■ Document extract ■

* * *

Pope Francis has made clear that the question of married priests is open for discussion. Priestly celibacy is a discipline rather than a doctrine. It only became compulsory in the Middle Ages, though there is debate as to how common it was before then. There is already a de facto married Catholic priesthood made up of former Anglican priests who have joined the mainstream Church or the Ordinariate. Particularly in Africa, many Catholic priests have “wives” and children, even if these are not publicly acknowledged by the Church.
People often assume that, as a feminist theologian and supporter of women’s ordination, I also support a married priesthood. However, I am more ambivalent about married priests, not because I am a man-hating feminist harpy (though I am amused to find myself described in those terms), but because I am orthodox when it comes to the doctrinal and sacramental mysteries of our faith.
Liberal Catholics tend to be uncritical in their embrace of progress. Women’s ordination becomes conflated with married priests as part of this progressive liberalism, but the concept of progress is itself deeply flawed. It is a myth rooted in modern Western superiority over other historical and cultural traditions. Rather, we must ask how our faith allows eternity to shimmer within the contingencies and complexities of history, and for that we must nurture the sacramental imagination.

* * *

■ Stored data ■
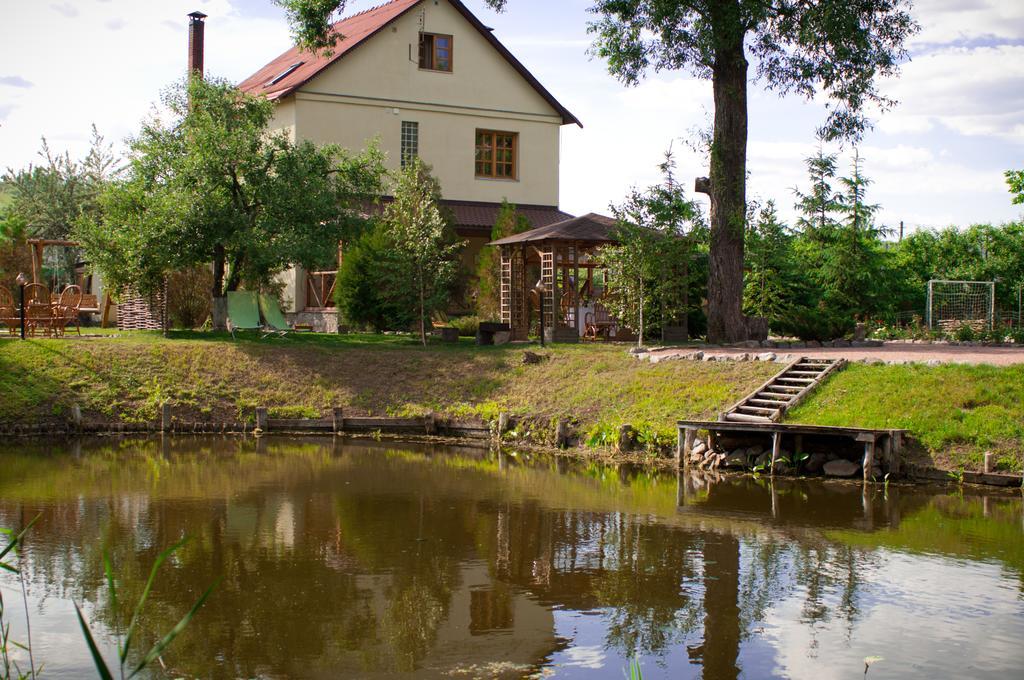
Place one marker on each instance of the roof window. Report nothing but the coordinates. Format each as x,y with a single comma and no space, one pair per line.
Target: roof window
283,75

* * *

Can you reproduce word for word the passage of the text on married priests that begins at the words containing "Pope Francis has" and stops after "by the Church."?

■ Task output ■
Pope Francis has made clear that the question of married priests is open for discussion. Priestly celibacy is a discipline rather than a doctrine. It only became compulsory in the Middle Ages, though there is debate as to how common it was before then. There is already a de facto married Catholic priesthood made up of former Anglican priests who have joined the mainstream Church or the Ordinariate. Particularly in Africa, many Catholic priests have “wives” and children, even if these are not publicly acknowledged by the Church.